» **Source extract**
*****
Kai Bird
Former Fellow
Professional Affiliation
Director of the Leon Levy Center for Biography at the Graduate Center of the City University of New York
Expert Bio
I came to the practice of biography-the most intimate form of history-through journalism. In February 1972, when I was barely 20 years of age, I managed to tag along with a CBS-TV crew as they drove from Calcutta to Dacca, Bangladesh. The 1971 Indo-Pakistani war had ended just six weeks earlier and I desperately wanted to be a foreign correspondent. Dacca was a city in chaos. When the local bureau chief for United Press International had to travel north for a week, he hired me to cover for him. I filed my first story a few days later, a sad piece about a team of American doctors performing abortions for scores of Bengali women who had been raped during the war.
In the autumn of 1973, after graduating from a small liberal arts college in the mid-West, I took off for North Yemen, armed with two Nikons and a portable Olivetti typewriter. I was delighted to learn that I was the only freelance American reporter in Yemen. Alas, it soon became apparent that my exclusive reports from Sana'a held little interest for editors in North America. I sold a few feature stories to the Chicago Daily News and the Minneapolis Tribune, but my chief outlet became Sketch, a small circulation English language news magazine published in Beirut. The editors at Sketch were prepared to pay me $50 each week for a 500 word story. Paydirt!
*****
» **Listing**
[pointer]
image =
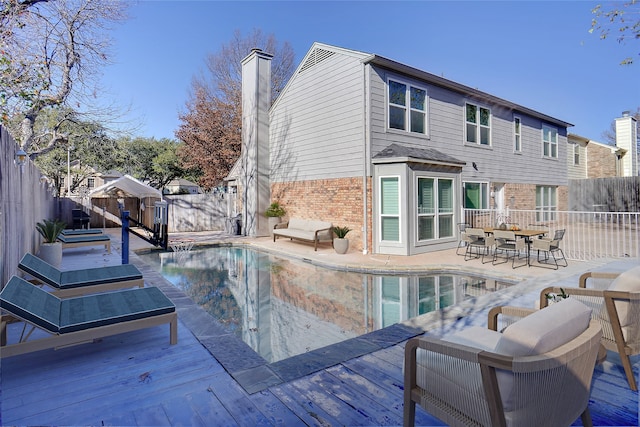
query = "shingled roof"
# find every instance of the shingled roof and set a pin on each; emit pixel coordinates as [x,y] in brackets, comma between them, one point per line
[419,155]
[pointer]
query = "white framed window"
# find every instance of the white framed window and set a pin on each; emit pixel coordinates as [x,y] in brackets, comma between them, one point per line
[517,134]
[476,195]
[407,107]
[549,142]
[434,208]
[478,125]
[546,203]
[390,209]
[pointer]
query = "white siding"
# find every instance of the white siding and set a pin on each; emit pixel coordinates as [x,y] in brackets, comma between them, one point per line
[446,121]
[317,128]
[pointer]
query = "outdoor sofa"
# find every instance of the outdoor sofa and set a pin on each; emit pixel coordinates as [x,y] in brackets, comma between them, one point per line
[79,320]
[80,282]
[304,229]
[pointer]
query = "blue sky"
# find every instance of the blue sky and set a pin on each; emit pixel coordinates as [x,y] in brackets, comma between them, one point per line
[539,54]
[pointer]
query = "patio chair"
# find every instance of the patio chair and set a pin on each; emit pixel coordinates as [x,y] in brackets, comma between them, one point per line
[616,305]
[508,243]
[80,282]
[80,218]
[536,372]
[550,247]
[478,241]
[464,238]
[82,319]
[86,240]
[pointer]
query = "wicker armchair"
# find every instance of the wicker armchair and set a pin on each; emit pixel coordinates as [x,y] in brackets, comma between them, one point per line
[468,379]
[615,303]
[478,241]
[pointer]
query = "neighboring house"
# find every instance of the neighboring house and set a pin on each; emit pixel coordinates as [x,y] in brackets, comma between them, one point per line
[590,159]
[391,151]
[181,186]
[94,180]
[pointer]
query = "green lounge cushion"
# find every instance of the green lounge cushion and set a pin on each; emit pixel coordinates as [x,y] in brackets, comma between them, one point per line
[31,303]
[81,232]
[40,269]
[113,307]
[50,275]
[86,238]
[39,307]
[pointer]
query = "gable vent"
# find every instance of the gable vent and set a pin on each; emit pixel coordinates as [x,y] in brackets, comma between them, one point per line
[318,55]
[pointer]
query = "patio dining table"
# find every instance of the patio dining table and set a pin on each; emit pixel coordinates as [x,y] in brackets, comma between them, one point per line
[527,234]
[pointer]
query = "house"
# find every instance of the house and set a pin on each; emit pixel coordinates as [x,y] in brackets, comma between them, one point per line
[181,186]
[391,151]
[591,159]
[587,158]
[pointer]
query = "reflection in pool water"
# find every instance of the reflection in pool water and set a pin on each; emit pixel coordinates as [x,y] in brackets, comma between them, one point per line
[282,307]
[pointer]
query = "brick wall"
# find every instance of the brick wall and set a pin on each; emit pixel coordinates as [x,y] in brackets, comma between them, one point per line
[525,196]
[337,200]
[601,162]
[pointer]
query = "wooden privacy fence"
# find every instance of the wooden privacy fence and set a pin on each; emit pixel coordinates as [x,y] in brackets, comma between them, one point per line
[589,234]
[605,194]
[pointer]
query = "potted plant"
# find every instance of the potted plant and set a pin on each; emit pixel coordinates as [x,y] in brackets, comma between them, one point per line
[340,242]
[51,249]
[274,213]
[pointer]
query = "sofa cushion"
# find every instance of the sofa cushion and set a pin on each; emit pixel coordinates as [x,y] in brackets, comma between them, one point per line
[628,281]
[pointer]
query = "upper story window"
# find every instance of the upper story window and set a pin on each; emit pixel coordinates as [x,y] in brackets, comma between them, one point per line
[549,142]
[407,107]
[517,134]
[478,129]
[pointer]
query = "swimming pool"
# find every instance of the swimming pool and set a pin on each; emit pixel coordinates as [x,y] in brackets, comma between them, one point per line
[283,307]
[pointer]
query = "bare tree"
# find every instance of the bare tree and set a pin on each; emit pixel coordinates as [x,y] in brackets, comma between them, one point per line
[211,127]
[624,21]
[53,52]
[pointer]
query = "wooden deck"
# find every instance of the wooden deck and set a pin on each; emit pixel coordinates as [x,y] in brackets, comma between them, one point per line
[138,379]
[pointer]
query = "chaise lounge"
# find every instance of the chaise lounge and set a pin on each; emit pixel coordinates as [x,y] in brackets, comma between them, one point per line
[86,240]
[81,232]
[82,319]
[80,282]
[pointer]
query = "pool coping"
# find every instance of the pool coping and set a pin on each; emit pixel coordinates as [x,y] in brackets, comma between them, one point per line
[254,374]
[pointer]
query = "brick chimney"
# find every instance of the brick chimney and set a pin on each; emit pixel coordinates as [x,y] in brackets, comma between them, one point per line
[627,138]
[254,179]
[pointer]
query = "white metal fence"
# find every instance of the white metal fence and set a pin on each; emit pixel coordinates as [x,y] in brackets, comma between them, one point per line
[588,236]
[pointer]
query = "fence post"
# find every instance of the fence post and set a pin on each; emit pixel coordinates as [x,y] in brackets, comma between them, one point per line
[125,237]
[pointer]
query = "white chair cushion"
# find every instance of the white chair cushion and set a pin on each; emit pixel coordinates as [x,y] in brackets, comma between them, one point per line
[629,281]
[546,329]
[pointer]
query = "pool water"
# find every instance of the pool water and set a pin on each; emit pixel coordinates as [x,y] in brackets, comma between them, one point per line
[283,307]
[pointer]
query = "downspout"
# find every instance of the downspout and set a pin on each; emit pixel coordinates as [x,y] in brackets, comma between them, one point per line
*****
» **Task directions**
According to the bio, why did Sketch become the main outlet for the reports from Yemen? Answer in one to three sentences. Answer from the bio alone, without the records.

» **Reply to the task**
The reports from Sana'a held little interest for editors in North America, so only a few feature stories sold to the Chicago Daily News and the Minneapolis Tribune. Sketch, a small English-language news magazine in Beirut, was willing to pay $50 each week for a 500-word story.